====== Extracted information ======

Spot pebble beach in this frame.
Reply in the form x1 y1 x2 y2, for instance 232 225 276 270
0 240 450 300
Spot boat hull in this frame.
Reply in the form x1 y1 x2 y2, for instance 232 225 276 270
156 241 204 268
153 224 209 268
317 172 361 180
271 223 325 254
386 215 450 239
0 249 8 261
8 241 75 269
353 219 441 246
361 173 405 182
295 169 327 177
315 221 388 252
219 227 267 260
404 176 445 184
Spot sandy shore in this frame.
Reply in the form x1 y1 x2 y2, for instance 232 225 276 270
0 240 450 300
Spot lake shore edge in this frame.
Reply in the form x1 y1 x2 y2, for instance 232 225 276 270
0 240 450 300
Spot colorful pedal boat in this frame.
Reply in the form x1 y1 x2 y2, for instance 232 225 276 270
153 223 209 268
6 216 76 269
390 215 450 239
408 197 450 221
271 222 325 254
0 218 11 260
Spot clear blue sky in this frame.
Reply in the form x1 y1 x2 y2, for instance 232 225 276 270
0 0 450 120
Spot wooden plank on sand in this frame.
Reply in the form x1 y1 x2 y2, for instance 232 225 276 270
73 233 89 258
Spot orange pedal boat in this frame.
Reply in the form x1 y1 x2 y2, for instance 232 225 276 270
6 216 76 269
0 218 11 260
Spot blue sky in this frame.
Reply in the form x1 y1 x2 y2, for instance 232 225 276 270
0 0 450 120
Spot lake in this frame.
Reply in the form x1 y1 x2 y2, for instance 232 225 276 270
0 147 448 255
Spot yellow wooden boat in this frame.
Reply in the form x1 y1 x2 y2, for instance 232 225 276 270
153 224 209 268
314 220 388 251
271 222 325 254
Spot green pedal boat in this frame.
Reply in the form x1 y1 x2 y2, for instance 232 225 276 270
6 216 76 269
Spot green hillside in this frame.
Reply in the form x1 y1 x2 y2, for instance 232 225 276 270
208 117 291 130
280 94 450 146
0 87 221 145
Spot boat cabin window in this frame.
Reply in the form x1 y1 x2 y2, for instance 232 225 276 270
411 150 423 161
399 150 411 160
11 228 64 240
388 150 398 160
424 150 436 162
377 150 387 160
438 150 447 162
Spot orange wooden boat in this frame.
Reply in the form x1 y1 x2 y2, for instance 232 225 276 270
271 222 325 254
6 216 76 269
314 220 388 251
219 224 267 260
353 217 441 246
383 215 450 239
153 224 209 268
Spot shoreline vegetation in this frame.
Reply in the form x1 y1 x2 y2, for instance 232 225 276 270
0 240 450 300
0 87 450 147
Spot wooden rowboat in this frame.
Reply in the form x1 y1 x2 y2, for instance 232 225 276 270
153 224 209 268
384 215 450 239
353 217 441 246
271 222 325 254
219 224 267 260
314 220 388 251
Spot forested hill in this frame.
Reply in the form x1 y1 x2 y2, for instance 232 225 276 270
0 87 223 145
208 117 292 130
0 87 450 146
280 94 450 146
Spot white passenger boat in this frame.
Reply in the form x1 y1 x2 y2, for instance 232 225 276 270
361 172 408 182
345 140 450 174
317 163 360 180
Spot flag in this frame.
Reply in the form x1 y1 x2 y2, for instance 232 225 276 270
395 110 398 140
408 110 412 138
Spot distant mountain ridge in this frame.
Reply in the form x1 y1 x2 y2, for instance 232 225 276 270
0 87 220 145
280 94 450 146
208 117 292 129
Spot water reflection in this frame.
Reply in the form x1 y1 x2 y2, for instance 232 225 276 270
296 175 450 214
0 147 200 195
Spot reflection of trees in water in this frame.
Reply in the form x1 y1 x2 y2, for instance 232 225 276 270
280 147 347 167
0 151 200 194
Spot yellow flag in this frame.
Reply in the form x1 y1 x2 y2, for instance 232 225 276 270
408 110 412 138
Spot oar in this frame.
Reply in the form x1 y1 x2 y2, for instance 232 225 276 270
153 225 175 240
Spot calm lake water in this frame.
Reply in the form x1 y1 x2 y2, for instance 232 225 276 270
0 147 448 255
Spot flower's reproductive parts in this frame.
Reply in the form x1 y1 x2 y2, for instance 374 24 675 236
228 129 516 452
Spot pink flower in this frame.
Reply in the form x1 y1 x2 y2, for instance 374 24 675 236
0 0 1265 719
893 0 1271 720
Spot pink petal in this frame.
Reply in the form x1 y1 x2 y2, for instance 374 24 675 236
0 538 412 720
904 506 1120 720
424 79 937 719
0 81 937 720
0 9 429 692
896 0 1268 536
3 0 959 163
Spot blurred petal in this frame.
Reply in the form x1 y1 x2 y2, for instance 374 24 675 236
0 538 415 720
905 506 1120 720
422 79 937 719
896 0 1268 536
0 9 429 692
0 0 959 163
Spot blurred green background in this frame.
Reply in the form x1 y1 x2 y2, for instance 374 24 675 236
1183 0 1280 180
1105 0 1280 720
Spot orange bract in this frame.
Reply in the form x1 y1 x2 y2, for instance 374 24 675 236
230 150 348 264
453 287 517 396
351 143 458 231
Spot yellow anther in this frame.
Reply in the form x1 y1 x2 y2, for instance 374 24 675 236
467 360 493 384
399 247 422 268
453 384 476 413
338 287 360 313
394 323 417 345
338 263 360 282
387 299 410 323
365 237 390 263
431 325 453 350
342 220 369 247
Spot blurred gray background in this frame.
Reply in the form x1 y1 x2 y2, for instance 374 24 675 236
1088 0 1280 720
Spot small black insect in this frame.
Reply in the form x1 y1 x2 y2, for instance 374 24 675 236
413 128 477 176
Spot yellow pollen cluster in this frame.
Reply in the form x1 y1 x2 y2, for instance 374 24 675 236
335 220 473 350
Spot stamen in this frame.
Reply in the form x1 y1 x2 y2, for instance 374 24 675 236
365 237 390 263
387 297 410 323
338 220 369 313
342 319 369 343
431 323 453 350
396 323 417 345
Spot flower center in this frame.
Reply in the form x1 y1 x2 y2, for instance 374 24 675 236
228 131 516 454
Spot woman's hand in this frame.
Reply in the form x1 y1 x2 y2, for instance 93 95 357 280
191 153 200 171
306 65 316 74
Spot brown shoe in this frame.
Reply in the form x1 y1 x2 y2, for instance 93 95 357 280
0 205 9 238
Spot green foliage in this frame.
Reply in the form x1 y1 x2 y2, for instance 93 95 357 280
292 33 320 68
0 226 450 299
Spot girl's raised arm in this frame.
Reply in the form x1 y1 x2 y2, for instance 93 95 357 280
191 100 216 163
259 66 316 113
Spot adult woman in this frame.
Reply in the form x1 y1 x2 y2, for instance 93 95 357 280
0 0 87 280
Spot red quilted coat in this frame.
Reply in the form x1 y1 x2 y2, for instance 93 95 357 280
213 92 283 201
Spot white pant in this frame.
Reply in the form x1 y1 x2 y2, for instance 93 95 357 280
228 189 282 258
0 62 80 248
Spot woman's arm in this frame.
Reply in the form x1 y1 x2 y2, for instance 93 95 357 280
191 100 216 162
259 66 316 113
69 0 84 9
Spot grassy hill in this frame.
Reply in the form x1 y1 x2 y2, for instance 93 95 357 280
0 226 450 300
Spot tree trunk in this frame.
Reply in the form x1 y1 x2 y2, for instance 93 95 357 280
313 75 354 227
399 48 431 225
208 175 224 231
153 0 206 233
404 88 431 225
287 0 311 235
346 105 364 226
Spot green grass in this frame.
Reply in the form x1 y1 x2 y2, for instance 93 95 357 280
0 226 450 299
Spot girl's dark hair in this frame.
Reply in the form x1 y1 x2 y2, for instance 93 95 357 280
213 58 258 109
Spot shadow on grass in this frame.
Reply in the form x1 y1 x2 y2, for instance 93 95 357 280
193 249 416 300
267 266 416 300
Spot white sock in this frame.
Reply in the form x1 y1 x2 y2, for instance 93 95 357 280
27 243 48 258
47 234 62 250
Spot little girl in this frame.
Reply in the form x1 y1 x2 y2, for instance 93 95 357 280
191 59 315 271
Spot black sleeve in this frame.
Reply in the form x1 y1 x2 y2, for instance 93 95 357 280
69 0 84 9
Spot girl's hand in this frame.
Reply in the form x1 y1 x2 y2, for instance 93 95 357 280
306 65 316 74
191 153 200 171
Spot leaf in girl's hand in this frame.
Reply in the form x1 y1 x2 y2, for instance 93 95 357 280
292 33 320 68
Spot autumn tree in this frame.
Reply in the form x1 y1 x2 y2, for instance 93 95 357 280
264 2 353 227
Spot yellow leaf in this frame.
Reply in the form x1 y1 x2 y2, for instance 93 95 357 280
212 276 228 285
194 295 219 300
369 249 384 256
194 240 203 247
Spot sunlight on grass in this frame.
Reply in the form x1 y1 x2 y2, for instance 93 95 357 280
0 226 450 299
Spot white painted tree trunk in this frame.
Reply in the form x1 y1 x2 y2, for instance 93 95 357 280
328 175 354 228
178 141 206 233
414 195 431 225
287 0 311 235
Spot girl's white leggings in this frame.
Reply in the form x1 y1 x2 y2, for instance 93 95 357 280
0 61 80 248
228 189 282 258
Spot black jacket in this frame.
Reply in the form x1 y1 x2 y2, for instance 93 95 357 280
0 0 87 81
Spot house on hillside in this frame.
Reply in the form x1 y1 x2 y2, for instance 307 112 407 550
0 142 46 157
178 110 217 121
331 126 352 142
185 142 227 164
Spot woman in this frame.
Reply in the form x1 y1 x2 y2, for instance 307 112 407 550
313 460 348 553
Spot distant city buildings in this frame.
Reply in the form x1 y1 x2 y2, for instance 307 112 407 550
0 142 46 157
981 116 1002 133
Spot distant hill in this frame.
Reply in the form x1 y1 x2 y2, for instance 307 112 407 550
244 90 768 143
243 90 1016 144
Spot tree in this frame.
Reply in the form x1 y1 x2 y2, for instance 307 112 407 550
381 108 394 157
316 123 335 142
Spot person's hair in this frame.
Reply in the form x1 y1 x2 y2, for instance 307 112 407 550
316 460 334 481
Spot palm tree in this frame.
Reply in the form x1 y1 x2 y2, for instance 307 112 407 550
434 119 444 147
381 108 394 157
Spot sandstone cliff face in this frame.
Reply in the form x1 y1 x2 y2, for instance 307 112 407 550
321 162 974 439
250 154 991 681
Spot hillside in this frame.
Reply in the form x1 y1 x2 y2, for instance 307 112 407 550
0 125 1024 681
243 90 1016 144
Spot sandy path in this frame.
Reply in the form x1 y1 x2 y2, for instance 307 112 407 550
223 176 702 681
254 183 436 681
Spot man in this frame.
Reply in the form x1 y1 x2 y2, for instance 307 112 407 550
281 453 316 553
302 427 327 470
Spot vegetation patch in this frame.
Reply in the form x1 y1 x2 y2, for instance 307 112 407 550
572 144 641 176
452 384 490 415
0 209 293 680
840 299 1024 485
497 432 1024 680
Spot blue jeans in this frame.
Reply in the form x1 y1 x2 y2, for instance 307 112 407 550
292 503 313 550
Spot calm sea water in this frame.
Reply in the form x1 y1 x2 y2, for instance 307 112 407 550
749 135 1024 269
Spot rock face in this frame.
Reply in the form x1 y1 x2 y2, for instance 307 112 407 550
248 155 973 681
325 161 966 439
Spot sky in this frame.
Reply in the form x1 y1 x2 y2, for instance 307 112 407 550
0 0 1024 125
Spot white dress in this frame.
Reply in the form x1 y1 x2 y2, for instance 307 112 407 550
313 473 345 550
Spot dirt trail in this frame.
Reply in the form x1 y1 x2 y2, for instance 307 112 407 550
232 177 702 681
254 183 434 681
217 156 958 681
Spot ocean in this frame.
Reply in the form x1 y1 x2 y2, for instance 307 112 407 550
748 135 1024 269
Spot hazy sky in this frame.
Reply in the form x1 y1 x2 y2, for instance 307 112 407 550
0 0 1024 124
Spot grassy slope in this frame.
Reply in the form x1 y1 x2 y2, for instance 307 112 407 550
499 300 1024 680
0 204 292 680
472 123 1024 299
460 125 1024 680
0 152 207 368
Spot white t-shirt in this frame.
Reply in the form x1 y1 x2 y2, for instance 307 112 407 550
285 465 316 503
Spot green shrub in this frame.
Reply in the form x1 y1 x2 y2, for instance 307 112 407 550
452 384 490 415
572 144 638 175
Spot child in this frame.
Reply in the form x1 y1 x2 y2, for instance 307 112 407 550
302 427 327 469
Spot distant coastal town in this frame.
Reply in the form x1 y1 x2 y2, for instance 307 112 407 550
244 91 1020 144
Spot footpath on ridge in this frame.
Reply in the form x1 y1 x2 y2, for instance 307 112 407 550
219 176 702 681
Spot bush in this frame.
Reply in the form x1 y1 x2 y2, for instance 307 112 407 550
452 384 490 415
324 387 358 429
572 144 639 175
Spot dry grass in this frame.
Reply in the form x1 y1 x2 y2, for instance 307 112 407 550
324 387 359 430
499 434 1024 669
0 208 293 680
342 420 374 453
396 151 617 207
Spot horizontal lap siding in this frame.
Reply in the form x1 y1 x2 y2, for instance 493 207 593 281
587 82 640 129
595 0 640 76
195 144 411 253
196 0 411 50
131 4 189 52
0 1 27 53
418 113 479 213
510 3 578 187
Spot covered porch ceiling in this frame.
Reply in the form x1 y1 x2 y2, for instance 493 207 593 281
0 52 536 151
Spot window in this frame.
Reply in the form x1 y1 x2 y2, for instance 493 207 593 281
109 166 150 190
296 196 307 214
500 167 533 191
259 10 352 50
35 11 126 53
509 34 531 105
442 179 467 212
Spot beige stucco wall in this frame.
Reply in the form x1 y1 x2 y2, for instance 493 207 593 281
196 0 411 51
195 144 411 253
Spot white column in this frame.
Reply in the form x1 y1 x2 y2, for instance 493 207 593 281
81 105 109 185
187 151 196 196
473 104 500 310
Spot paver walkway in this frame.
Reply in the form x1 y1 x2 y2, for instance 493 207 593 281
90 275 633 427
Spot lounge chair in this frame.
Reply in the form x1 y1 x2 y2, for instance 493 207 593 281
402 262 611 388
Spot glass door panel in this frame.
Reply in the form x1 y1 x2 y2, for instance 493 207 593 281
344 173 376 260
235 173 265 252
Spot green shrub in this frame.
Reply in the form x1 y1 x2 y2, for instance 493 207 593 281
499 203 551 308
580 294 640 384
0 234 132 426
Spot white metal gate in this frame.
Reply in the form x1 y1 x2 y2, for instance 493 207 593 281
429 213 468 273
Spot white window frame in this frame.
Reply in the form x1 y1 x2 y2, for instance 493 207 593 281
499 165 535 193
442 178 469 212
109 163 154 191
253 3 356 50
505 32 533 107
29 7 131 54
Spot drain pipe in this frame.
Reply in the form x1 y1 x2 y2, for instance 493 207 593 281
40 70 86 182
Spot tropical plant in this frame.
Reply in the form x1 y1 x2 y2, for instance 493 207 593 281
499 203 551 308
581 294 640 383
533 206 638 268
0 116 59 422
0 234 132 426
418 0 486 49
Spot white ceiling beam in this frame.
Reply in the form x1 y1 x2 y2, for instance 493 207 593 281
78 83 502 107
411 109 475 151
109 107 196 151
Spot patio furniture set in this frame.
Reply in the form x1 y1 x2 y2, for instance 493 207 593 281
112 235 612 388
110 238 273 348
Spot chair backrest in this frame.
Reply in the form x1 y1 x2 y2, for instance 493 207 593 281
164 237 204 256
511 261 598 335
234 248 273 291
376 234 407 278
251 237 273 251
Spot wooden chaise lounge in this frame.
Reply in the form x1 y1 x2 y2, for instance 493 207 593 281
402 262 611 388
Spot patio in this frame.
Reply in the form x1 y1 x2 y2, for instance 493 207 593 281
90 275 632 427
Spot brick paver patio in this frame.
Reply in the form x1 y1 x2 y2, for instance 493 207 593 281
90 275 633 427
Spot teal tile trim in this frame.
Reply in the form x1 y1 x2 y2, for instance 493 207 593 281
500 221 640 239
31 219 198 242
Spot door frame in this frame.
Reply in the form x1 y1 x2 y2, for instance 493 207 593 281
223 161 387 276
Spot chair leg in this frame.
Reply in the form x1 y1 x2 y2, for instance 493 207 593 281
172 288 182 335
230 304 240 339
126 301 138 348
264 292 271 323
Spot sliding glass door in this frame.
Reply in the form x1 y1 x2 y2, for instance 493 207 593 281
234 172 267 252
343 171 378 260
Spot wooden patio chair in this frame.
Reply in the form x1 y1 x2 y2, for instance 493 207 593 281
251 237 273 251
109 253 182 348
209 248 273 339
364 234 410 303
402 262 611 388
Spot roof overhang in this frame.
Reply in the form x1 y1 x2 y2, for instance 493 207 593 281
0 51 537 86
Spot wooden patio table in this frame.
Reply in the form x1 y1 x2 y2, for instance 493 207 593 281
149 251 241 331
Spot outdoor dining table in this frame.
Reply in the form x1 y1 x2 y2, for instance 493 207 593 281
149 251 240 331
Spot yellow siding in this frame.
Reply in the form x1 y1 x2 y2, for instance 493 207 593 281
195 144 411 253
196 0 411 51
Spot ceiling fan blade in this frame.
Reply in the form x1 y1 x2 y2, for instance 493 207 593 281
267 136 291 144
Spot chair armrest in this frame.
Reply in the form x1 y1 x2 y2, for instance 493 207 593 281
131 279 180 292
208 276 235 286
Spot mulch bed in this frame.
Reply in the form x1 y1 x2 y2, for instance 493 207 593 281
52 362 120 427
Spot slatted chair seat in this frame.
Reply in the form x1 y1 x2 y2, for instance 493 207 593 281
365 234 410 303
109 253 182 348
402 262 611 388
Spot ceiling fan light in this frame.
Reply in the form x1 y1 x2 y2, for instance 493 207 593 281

======

Task to complete =
Locate each line in the listing above that contains the word "siding", and copy those lines.

The completed task =
Spot horizontal lap siding in this frame.
Spot yellow siding in this frame.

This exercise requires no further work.